» TAREFAS
1) Responda, com base no artigo sobre o Kit Anti-Homofobia:
(a) Em que período o regime militar vigorou no Brasil?
(b) Qual órgão elaborou o "Kit Anti-Homofobia"?
(c) Quantos vídeos faziam parte do kit?
2) Copie do artigo sobre o Kit Anti-Homofobia o trecho que começa nas palavras que contêm "Promessas humanas de" e termina em "sobre as civilizações.".
3) Escreva a continuação do artigo sobre o Kit Anti-Homofobia a partir do ponto em que ele termina.

» TRECHO DO DOCUMENTO

==*==

Saturday, 23 de November de 2024 ISSN 1519-7670 - Ano 24 - nº 1315

Brasil de “fé” e circo

Promessas humanas de ordem e de paz: ao longo da história, o planeta vivenciou episódios violentos, como a Segunda Guerra Mundial (1939-1945) que vitimou milhões e marcou sequelas irreparáveis após a explosão da bomba atômica. No cenário brasileiro, um dos principais períodos de conflito se escreve nas páginas de repressão do regime militar, que vigorou no país na época de 1964 até 1985, quando os últimos vestígios da ditadura foram apagados pela emenda constitucional. Exércitos e grupos extremistas fazem munição da vida humana para defender ideologias e impor seu poder sobre as civilizações.

Cada gota de sangue derramada nunca é suficiente para matar a sede dessas pessoas, homens e governos movidos poder econômico e moral. No Brasil, acreditávamos estar livres de tais cenas de tortura, mas o que se tem presenciado com bastante intensidade é uma série de comandos, projetos e declarações combativas que atentam os direitos humanos e caminham na direção de uma “Nova Guerra Fria”, cuja principal bandeira passa pelos territórios da sexualidade humana.

Já em 2011, situações polêmicas estiveram associadas a resoluções e medidas propostas e determinadas no panorama político e judiciário brasileiro. No dia 25 de maio, os vários protestos das bancadas religiosas no Congresso ocasionaram a suspensão do “Kit Anti-Homofobia”, elaborado pelo Ministério da Educação para distribuição nas escolas. Os três vídeos que faziam parte do kit (“Probabilidade“, ”Torpedo“ e ”Encontrando Bianca“) foram considerados como tentativas de indução ao comportamento homossexual pelas crianças, o que resultou no veto por parte da presidente Dilma Rousseff, que declarou então que nenhum órgão do governo adotaria a postura de “fazer propaganda de opções sexuais”, em entrevista nacional.

==*==

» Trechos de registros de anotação
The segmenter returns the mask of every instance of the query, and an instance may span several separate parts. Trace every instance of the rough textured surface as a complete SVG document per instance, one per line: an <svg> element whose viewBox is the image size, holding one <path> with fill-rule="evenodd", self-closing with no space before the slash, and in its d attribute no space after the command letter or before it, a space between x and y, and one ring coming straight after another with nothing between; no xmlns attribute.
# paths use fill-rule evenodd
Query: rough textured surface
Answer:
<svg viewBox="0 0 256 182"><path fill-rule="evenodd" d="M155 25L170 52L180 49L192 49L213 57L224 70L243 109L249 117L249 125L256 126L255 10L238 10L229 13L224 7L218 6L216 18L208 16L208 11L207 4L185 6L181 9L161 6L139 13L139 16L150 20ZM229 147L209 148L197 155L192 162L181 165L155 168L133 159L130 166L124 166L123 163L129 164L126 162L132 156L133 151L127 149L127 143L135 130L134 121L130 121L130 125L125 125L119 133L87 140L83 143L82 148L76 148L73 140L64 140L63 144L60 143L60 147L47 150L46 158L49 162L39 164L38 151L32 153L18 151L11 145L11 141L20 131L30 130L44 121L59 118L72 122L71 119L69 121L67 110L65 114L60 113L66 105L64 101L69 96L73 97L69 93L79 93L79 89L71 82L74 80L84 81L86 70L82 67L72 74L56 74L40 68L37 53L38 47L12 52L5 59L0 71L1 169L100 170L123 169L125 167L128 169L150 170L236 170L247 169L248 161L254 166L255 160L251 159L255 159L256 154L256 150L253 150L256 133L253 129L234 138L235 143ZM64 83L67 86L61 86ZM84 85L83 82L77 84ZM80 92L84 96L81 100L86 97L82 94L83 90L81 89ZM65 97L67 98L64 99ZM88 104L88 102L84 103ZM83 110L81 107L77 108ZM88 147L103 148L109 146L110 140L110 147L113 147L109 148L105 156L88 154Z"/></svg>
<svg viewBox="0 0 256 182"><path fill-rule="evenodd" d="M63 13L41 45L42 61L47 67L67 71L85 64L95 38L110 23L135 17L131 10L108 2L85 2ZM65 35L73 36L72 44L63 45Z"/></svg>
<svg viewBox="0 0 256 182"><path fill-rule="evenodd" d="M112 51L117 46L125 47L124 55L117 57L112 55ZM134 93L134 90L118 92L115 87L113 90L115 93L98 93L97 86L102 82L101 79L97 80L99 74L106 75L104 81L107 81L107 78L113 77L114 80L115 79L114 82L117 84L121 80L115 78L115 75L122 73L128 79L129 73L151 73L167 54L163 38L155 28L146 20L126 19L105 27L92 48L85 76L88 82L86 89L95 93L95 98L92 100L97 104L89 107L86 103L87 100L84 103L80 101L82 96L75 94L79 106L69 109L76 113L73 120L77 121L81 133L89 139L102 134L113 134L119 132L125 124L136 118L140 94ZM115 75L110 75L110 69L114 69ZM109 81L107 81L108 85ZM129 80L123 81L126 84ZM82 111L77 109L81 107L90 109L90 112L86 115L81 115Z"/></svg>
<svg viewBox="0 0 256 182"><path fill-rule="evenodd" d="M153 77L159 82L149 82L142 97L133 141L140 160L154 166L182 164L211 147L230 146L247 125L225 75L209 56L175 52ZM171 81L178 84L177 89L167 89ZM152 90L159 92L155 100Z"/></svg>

==*==

» RESPOSTAS POR TAREFA
1)
(a) De 1964 até 1985.
(b) O Ministério da Educação.
(c) Três.

2)
Promessas humanas de ordem e de paz: ao longo da história, o planeta vivenciou episódios violentos, como a Segunda Guerra Mundial (1939-1945) que vitimou milhões e marcou sequelas irreparáveis após a explosão da bomba atômica. No cenário brasileiro, um dos principais períodos de conflito se escreve nas páginas de repressão do regime militar, que vigorou no país na época de 1964 até 1985, quando os últimos vestígios da ditadura foram apagados pela emenda constitucional. Exércitos e grupos extremistas fazem munição da vida humana para defender ideologias e impor seu poder sobre as civilizações.

3)
Antes disso, no dia 5 de maio, o Supremo Tribunal Federal reconheceu a união civil entre pessoas do mesmo sexo, episódio que assegurou aos casais homoafetivos direitos patrimoniais que antes não eram garantidos, tais como herança, pensão por morte ou separação do cônjuge e declaração compartilhada no Imposto de Renda. A decisão do STF causou incômodo a grupos políticos conservadores, formados principalmente por militares e religiosos, tendo como principais expoentes o deputado federal Jair Bolsonaro (RJ), o pastor protestante e televangelista Silas Malafaia e a ex-atriz e deputada estadual Myrian Rios (RJ), inclusive associando homossexualidade a atos de pedofilia.

Fundamentando-se no conceito de atentado aos princípios morais e “bons costumes”, os variados discursos ganharam representação e apoio de outros parlamentares, geralmente provenientes de alguma classe religiosa. Os mecanismos para afirmação do espaço dos heterossexuais na sociedade ganharam força em movimentos que se estenderam na mídia, principalmente na internet. Como protagonistas de tais episódios estão não somente os nomes, mas uma série de ideologias políticas e interesses econômicos que confundem pastores de rebanhos a generais e magnatas da denominada fé.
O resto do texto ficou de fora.